## AUFGABENSTELLUNG A
Wähle alle Zeilen der Datensätze aus, in denen die Zeichenfolge "hill" vorkommt, und gib sie unverändert wieder. Achte dabei auf Groß- und Kleinschreibung.

++++ TEXTAUSZUG

Mir sind die Schwierigkeiten dieses Begriffes bewusst. Vielleicht kann man eine genauere Definition zunächst weglassen, da lediglich zwei Religionen miteinander verglichen werden sollen. Es genügt also ein sehr weit gefasster Wahrheitsbegriff, sofern wir ihn auf beide Religionen gleichermaßen anwenden.
Ich suche ein Kriterium, das es gestattet, Glaube A für wahr zu halten und Glaube B für unwahr, oder zumindest für weniger wahr.
1. Ist der christliche Glaube glaubwürdiger als der anderer Religionen?
Ich interessiere mich dabei vor allem für religiöse Argumente, weniger für wissenschaftliche. Gibt es beispielsweise Argumente dafür, warum Moses und Jesus mit ihren Aussagen näher an der Wahrheit seien als Mohammed? Mit welchem Kriterium ließe sich das entscheiden?
Er nimmt eine Positionsbestimmung des Christentums in der Neuzeit vor. Am Anfang bringt er ein Bild, wonach die verschiedenen monotheistischen Religionen unterschiedliche Teile einen götttlichen Ganzen reflektieren:
"Der Streit der Religionen erscheint den Menschen von heute wie dieser Streit der Blindgeborenen. Denn blind geboren sind wir den Geheimnissen des Göttlichen gegenüber, so scheint es. Das Christentum befindet sich für das heutige Denken keineswegs in einer positiveren Perspektive als die anderen – Gegenteil: Mit seinem Wahrheitsanspruch scheint besonders blind zu sein gegenüber der Grenze all unserer Erkenntnis des Göttlichen, durch einen besonders törichten Fanatismus gekennzeichnet, der das in eigener Erfahrung betastete Stück unbelehrbar für das Ganze erklärt."

++++++++

## AUFGABENSTELLUNG B
Für welche Art von Argumenten interessiert sich die schreibende Person im Textauszug vor allem?

++++ AUFGABENDATEN

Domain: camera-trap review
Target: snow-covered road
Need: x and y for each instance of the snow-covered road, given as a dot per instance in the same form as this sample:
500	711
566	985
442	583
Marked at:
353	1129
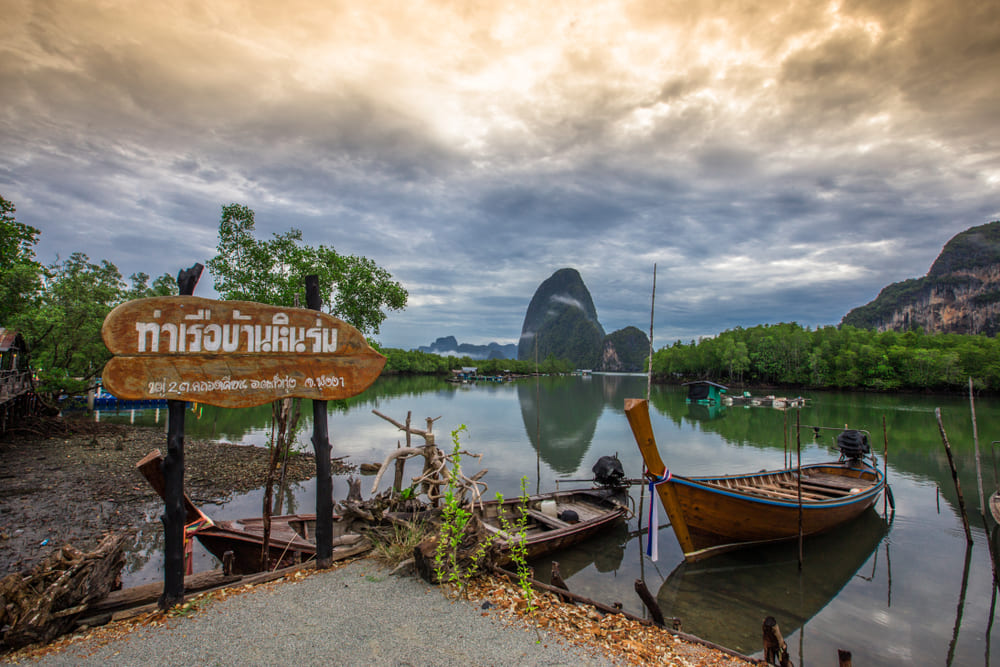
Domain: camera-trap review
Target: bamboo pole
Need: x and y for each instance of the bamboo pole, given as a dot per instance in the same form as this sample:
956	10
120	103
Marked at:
649	371
979	466
954	476
321	449
798	481
885	468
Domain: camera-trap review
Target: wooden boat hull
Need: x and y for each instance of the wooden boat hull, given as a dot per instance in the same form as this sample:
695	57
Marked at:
291	541
723	512
710	515
597	509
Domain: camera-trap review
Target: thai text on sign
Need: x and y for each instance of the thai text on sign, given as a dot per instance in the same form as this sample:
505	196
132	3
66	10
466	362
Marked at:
233	353
199	334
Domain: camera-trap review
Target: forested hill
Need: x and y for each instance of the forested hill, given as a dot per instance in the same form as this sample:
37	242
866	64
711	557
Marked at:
960	293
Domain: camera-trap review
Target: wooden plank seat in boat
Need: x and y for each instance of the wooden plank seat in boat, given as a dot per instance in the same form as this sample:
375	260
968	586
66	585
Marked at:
775	488
841	482
545	519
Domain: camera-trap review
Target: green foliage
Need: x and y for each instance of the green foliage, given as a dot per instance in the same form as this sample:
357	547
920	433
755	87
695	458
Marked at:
842	357
273	271
517	530
415	362
455	519
396	544
20	275
64	328
60	308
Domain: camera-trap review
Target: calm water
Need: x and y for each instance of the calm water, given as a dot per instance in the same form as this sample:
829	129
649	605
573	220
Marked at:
898	589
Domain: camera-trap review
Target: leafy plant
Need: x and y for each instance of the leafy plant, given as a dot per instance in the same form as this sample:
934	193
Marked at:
517	530
455	518
395	545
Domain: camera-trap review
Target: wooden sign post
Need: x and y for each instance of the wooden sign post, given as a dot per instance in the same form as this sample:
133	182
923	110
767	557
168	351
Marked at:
233	354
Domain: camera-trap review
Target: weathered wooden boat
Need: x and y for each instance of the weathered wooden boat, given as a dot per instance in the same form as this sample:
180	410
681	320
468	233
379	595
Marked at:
553	521
711	515
291	541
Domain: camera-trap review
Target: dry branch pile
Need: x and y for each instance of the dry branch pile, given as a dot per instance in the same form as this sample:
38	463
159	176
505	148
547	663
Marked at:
42	604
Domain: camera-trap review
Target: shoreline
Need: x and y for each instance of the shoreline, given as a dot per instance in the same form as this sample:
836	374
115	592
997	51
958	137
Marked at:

++++++++

## ANTWORT A
Target: forested hill
Need: x and y for each instance of the forested hill, given as a dot per instance in the same form as this sample:

## ANTWORT B
Vor allem für religiöse Argumente, weniger für wissenschaftliche.